--- WHAT TO WORK ON ---
1. List the standards of review named in the first syllabus point of the court opinion excerpt.
2. According to the court opinion excerpt, which court entered the summary judgment order that is being appealed?

--- DOCUMENT PASSAGE ---
>> Start

James A. Walker, Esq.
Logan, West Virginia
Attorney for Appellants
John R. Glenn, Esq.
Logan, West Virginia
Attorney for Appellees

The Opinion of the Court was delivered PER CURIAM.

 
 
SYLLABUS BY THE COURT

        1.    “This Court reviews the circuit court's final order and ultimate disposition under an abuse of discretion standard. We review challenges to findings of fact under a clearly erroneous standard; conclusions of law are reviewed de novo.” Syllabus Point 4, Burgess v. Porterfield, 196 W. Va. 178, 469 S.E.2d 114 (1996).

        2.    “A motion for summary judgment should be granted only when it is clear that there is no genuine issue of fact to be tried and inquiry concerning the facts is not desirable to clarify the application of the law.” Syllabus Point 3, Aetna Casualty & Surety Company v. Federal Insurance Company of New York, 148 W. Va. 160, 133 S.E.2d 770 (1963).

Per Curiam:

        This is an appeal by Mark Conley and Patricia Conley, his wife, from an order of the Circuit Court of Logan County granting the defendants below, Billy Johnson and Martha R. Johnson, summary judgment in a contract action. In rendering summary judgment, the circuit court, in effect, found that there was no genuine issue of material fact in the case and that the Conleys were not entitled to the relief which they sought. On appeal, the Conleys claim that there were issues of material fact and that the court erred in entering summary judgment for the Johnsons.

I.

>> End

--- SUPPLIED DATA ---
>> Start

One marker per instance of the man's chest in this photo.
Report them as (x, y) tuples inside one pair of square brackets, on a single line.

>> End

--- TASK-BY-TASK SOLUTIONS ---
1. Abuse of discretion; clearly erroneous; de novo

2. The Circuit Court of Logan County